Quote the records below verbatim, starting at the line that contains "the hazy sky" and stopping after the line that contains "Target: hazy sky". Leave any pictures out of your answer.

*GIVEN ENTRIES*:
#####
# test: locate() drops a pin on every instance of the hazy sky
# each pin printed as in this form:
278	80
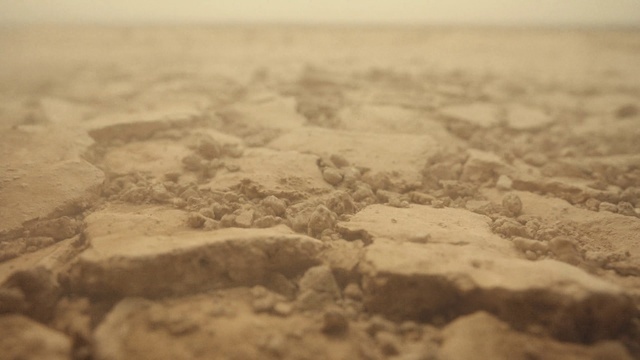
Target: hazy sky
#####
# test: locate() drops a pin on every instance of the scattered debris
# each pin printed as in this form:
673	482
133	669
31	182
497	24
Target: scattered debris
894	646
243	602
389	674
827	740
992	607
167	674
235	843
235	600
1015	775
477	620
#####
*TASK SOLUTION*:
# test: locate() drops a pin on every instance of the hazy sky
# each pin printed as in this form:
278	80
Target: hazy sky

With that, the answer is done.